** BEGIN Data to process **

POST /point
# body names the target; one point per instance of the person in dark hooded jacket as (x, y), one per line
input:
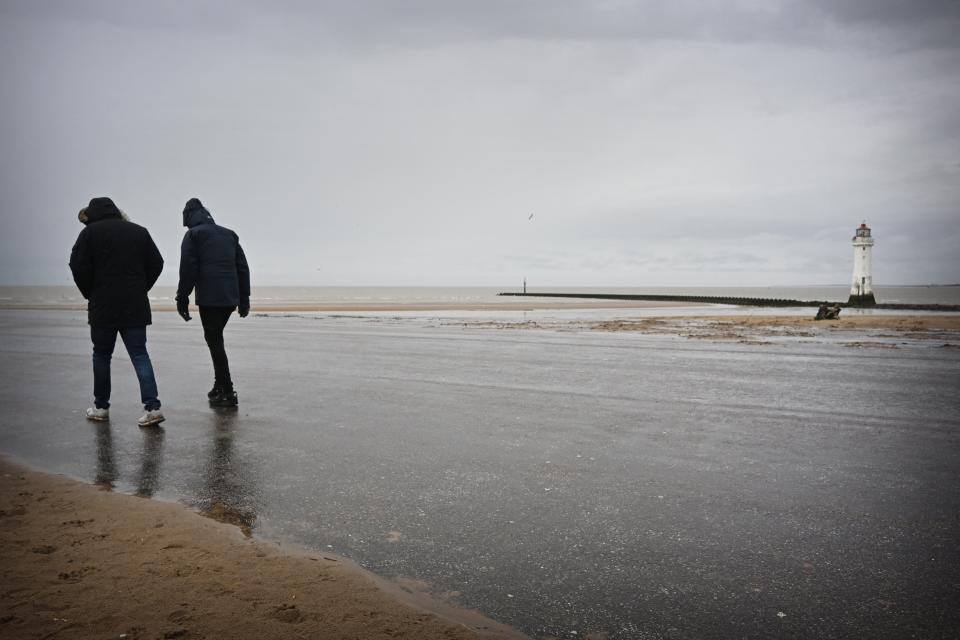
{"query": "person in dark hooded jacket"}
(212, 262)
(114, 264)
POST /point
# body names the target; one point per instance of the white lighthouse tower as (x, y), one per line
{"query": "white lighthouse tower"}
(862, 290)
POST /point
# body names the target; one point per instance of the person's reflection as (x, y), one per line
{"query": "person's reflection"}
(151, 454)
(106, 473)
(228, 493)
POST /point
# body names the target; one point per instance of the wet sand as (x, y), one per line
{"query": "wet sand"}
(541, 304)
(80, 562)
(751, 328)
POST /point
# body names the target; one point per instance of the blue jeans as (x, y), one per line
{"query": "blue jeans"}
(135, 340)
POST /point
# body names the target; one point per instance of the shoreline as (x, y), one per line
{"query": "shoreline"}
(79, 560)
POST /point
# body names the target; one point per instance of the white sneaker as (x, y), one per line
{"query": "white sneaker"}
(100, 415)
(151, 418)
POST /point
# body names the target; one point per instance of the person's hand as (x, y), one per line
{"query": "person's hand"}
(183, 308)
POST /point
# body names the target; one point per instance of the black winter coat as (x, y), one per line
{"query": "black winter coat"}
(115, 263)
(212, 261)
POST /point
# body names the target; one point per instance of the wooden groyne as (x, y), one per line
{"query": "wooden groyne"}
(734, 300)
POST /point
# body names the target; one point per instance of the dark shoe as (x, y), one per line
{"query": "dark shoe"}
(224, 399)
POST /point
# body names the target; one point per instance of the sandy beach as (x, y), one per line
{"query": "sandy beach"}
(79, 562)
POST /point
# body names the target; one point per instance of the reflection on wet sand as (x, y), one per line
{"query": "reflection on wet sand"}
(151, 455)
(227, 492)
(106, 473)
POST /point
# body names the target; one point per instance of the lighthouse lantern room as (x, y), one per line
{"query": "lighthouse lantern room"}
(861, 293)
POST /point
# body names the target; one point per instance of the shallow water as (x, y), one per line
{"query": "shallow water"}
(272, 295)
(559, 481)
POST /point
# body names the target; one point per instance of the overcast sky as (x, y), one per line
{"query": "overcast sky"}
(683, 142)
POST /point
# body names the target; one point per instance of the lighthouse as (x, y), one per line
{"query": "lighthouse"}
(862, 290)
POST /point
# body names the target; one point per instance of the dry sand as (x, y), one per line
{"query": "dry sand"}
(80, 562)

** END Data to process **

- Stated exercise
Count the lines in the records above that contain the string "overcast", with case counting, and give only the number.

- Solution
2